• Data in this exercise:
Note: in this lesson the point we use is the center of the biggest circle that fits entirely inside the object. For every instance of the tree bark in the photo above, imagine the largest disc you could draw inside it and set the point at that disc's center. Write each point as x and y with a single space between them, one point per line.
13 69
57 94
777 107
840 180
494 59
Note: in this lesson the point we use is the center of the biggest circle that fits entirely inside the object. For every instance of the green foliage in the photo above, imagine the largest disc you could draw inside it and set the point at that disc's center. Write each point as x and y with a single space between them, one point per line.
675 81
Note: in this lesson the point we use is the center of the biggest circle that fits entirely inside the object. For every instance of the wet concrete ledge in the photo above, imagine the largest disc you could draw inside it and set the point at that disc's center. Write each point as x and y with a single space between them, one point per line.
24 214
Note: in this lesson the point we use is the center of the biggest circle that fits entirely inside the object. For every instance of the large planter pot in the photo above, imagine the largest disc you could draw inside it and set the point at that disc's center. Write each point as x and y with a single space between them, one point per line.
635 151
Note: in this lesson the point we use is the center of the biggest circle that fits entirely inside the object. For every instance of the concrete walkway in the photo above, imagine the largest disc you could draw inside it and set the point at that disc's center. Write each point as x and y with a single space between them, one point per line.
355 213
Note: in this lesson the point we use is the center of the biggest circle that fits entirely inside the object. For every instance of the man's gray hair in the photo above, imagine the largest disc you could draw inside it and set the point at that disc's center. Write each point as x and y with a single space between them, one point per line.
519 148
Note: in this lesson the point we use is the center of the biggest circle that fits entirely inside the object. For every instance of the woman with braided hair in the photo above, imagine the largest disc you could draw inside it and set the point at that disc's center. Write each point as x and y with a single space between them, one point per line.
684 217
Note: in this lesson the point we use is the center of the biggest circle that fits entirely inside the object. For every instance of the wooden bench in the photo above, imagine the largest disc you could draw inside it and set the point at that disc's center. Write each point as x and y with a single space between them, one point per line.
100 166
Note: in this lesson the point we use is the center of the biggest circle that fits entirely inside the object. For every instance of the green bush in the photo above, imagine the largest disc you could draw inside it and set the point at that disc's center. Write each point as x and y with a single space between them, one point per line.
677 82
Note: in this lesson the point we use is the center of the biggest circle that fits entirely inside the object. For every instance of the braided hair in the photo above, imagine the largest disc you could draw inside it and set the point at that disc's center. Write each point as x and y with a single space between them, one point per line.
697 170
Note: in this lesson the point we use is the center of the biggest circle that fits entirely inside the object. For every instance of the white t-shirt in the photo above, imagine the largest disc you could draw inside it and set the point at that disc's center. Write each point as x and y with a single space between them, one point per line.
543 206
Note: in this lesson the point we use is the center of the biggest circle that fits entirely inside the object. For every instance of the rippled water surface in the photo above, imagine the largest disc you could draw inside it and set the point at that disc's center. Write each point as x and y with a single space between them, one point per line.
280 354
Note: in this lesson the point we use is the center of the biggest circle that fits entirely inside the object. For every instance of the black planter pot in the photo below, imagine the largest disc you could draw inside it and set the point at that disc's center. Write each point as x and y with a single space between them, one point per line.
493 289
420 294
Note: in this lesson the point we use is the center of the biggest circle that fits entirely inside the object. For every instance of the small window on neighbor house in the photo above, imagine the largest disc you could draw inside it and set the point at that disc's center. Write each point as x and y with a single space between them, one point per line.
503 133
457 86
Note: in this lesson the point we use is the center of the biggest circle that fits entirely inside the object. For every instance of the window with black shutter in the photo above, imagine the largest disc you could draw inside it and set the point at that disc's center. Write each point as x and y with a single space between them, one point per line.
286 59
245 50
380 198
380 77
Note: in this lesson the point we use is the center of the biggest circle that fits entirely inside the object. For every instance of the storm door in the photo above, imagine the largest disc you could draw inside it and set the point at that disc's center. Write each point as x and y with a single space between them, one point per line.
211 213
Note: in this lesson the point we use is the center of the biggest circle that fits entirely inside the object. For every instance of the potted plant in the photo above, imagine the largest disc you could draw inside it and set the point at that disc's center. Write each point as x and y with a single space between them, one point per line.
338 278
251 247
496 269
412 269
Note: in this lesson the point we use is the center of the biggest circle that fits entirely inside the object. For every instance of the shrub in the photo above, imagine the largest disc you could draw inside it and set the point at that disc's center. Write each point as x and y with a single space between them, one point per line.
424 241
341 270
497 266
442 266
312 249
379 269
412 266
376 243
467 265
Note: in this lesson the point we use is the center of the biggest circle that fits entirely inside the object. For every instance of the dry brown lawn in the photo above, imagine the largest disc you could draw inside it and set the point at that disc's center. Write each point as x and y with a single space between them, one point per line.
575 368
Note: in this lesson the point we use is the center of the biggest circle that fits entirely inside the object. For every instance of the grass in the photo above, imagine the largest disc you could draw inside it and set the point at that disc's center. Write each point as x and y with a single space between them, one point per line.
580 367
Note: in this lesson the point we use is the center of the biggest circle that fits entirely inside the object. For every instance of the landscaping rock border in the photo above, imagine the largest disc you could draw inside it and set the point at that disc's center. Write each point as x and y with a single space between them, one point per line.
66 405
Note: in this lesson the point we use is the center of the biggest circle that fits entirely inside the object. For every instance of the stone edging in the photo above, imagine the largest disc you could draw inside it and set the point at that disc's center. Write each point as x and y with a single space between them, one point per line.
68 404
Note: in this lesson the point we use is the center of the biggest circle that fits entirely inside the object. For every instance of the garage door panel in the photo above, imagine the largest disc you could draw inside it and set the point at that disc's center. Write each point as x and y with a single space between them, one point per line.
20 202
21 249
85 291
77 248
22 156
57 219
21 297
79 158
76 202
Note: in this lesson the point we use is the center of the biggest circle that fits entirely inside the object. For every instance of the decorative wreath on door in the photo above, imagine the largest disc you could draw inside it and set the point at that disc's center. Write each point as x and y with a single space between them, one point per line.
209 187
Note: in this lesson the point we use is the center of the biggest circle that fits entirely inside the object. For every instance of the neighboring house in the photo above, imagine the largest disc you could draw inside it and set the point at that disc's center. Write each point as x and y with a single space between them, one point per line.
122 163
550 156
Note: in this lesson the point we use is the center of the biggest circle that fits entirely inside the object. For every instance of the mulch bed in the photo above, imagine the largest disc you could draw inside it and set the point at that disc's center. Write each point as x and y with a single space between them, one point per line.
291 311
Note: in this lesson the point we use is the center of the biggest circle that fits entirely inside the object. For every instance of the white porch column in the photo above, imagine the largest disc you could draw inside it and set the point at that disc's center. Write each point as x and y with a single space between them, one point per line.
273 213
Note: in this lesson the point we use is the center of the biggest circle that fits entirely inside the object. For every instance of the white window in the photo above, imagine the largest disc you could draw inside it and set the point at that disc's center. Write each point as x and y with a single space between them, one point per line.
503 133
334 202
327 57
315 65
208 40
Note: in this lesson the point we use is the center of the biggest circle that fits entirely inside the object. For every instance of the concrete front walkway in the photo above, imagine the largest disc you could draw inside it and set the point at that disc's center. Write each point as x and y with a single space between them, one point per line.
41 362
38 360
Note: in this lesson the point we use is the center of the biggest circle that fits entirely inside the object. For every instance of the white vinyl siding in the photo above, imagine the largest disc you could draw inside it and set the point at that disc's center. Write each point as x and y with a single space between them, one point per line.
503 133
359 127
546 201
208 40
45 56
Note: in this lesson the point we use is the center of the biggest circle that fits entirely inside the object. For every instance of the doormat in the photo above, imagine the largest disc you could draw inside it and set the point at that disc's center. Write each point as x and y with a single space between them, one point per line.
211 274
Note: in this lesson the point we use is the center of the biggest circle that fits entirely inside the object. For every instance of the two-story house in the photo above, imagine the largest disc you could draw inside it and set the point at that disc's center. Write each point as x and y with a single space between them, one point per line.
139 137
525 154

• How to complete this task: All of the entries above need to be reproduced exactly.

• Solution:
Note: in this lesson the point we use is the center of the biggest circle that fits entirely inside the object. For every instance of the tree bark in the photo above, imagine the largest disc you could draw inside it and set the point at that disc's center. Write each point as x and y with a single space between them, one point per line.
13 69
57 94
777 107
840 180
494 59
Note: in this lesson the point we use is the center of the biggest circle that fits entirely inside the object. For every instance of the green foliage in the photo above, imagine the largest disc you could draw inside it and set the point at that disc's center. Write each point as x and y with a single space between them, one point per line.
675 81
Note: in this lesson the point we use is the center of the biggest circle that fits entirely inside the object. For every instance of the wet concrete ledge in the photo above, imagine the largest disc you could draw inside it and set the point at that disc's center. Write each point as x and y with a single space between them, one point per line.
24 214
Note: in this lesson the point we use is the center of the biggest circle that fits entirely inside the object. For every instance of the large planter pot in the photo above, imagine the largest disc you could draw inside it and set the point at that disc's center. Write each point as x and y with a single space between them, one point per line.
635 151
Note: in this lesson the point we use is the center of the biggest circle that fits entirely inside the object. For every instance of the concrete walkway in the photo above, imagine the largest disc you could draw inside it and set the point at that disc's center. Write each point as x and y with a single space between them, one point per line.
355 213
Note: in this lesson the point we use is the center of the biggest circle that fits entirely inside the object. For every instance of the man's gray hair in the photo above, imagine the largest disc you could draw inside it and set the point at that disc's center. Write each point as x and y with a single space between them, one point per line.
519 148
Note: in this lesson the point we use is the center of the biggest circle that fits entirely inside the object. For every instance of the woman with braided hair in the photo above, imagine the largest disc you could draw inside it and set the point at that disc's center. Write each point as x and y with a single space between them, one point per line.
684 217
Note: in this lesson the point we use is the center of the biggest circle that fits entirely inside the object. For every instance of the wooden bench in the photo above, imagine the largest disc you could draw inside it and set the point at that disc's center. Write each point as x and y with a single space between them, one point per line.
100 166
Note: in this lesson the point we use is the center of the biggest circle that fits entirely inside the object. For every instance of the green bush in the photo above, imagine the largest disc you could draw inside it and set the point at that disc's center. Write each point as x and y with a single space between them, one point per line.
677 82
Note: in this lesson the point we use is the center of the biggest circle that fits entirely inside the object. For every instance of the braided hair in the photo above, imagine the largest disc you could draw inside it and set the point at that disc's center. Write each point as x and y with a single space between them, one point per line.
697 170
Note: in this lesson the point we use is the center of the biggest circle that fits entirely inside the object. For every instance of the white t-shirt in the photo above, imagine the largest disc you could draw inside it and set the point at that disc's center. Write each point as x and y with a single space between them, one point per line.
543 206
Note: in this lesson the point we use is the center of the biggest circle that fits entirely inside the object. For every instance of the rippled water surface in the photo above, imagine the largest disc you could draw inside it and set the point at that disc's center. Write each point as x and y with a single space between them, one point per line.
280 354
Note: in this lesson the point we use is the center of the biggest circle that fits entirely inside the object. For every instance of the black planter pot in the photo below, imagine the largest disc you could draw inside it and set the point at that disc's center. Write each point as x and y with a single space between them, one point per line.
493 289
420 294
Note: in this lesson the point we use is the center of the biggest circle that fits entirely inside the object. For every instance of the small window on neighbor house in the photo above, imagine the largest disc you could draw inside it and set the point at that disc's center. Write each point as x and y with a single space between them, one point per line.
503 133
457 86
Note: in this lesson the point we use is the center of the biggest circle that fits entirely inside the object. For every instance of the window with black shutter in the photo above, imagine the largest disc you could draw inside it and set the point at that disc's center. Write each point as x and y with a single space between them, one point per line.
286 59
245 50
380 198
380 77
Note: in this lesson the point we use is the center of the biggest circle that fits entirely inside the object. For every instance of the storm door in the photo above, imagine the largest disc you could draw inside it and set the point at that disc's center. Write each point as x and y with a single space between them, one point per line.
211 213
Note: in this lesson the point we use is the center of the biggest circle that fits entirely inside the object. For every instance of the potted plant in the photo above, imagine the largest disc you could draw inside it and set the point at that disc's center. Write each point as x and y with a single space between them, one point per line.
338 278
251 247
496 269
412 269
Note: in this lesson the point we use is the center of the biggest circle that fits entirely inside the object. For every instance of the shrub in the photo above, imagine the largest disc you could draw inside it and set the point at that disc's center. Write each point as x and y with a single space between them, one point per line.
424 241
341 270
497 266
442 266
312 249
379 269
412 266
376 243
467 265
Note: in this lesson the point we use is the center of the biggest circle that fits entirely inside the object. For every instance of the dry brown lawn in the photo above, imagine the largest disc you could draw inside it and set the point at that disc's center. Write each point as x and y with a single space between them, one point per line.
575 368
Note: in this lesson the point we use is the center of the biggest circle that fits entirely inside the object. For every instance of the grass in the photo above, imagine the largest disc you could draw inside it and set the point at that disc's center. Write each point as x and y with a single space between them, one point per line.
580 367
Note: in this lesson the point we use is the center of the biggest circle that fits entirely inside the object. For every instance of the landscaping rock border in the photo above, imagine the largest disc you could draw inside it and set the point at that disc's center. Write each point as x and y with a single space between them, one point per line.
66 405
Note: in this lesson the point we use is the center of the biggest circle that fits entirely inside the object. For every instance of the stone edging in the photo above, imagine the largest disc you could draw inside it and set the point at that disc's center. Write each point as x and y with a single space between them, one point per line.
68 404
Note: in this lesson the point we use is the center of the biggest circle that fits entirely inside the object. For every instance of the garage door panel in the photo above, imagine the largest disc you could draw inside it and set the point at that disc's center. Write each point as x and y with a single space between them, one point per line.
20 202
21 249
85 291
77 248
22 156
57 219
21 297
79 158
76 202
Note: in this lesson the point we use is the center of the biggest circle that fits entirely inside the object. For every instance of the decorative wreath on door in the photo above, imagine the largest disc you could draw inside it and set the point at that disc's center. Write each point as x and y with a single space between them, one point per line.
209 187
Note: in this lesson the point we use is the center of the biggest circle that fits entirely inside the object. For every instance of the neighboring house in the photo above, imagine the largest disc you could draw inside it and set the point at that disc's center. Write each point as x and y with a single space between them, one point per line.
122 163
550 156
Note: in this lesson the point we use is the center of the biggest circle that fits entirely inside the object. For every instance of the mulch bed in the photo above, imagine the largest disc you could draw inside it and set the point at that disc's center. Write each point as x and y with a single space between them, one point per line.
291 311
Note: in this lesson the point we use is the center of the biggest circle that fits entirely inside the object. For every instance of the white porch column in the photo above, imagine the largest disc you could draw inside it and set the point at that disc's center. Write each point as x and y with a single space between them, one point per line.
273 213
Note: in this lesson the point we use is the center of the biggest circle that fits entirely inside the object. For every instance of the white window in the photo above, imagine the largest disc you could draw inside it and set the point at that disc's center. Write each point as x and y with a single space between them, one point per line.
503 133
334 202
327 57
315 65
208 40
Note: in this lesson the point we use is the center of the biggest circle that fits entirely inside the object. For every instance of the concrete front walkway in the photo above, imagine the largest disc you could draw inside it and set the point at that disc's center. Write each point as x and y with a single space between them, one point per line.
41 362
38 360
Note: in this lesson the point we use is the center of the biggest circle that fits entirely inside the object. For every instance of the white vinyl siding in the photo above, imagine the largest disc you could draw inside it and set the point at that disc's center. Write each point as x and y with a single space between them, one point per line.
503 133
359 127
546 201
208 40
45 56
Note: in this lesson the point we use is the center of the biggest circle that fits entirely inside the object. For every instance of the doormat in the photo above, imagine the largest disc you could draw inside it and set the point at that disc's center. Write each point as x and y with a single space between them, one point per line.
211 274
Note: in this lesson the point we use is the center of the biggest circle that fits entirely inside the object. For every instance of the two-story house in the photo above, imagine the largest disc you could draw inside it and set the point at that disc's center. Write each point as x and y with a single space between them, one point per line.
139 137
525 154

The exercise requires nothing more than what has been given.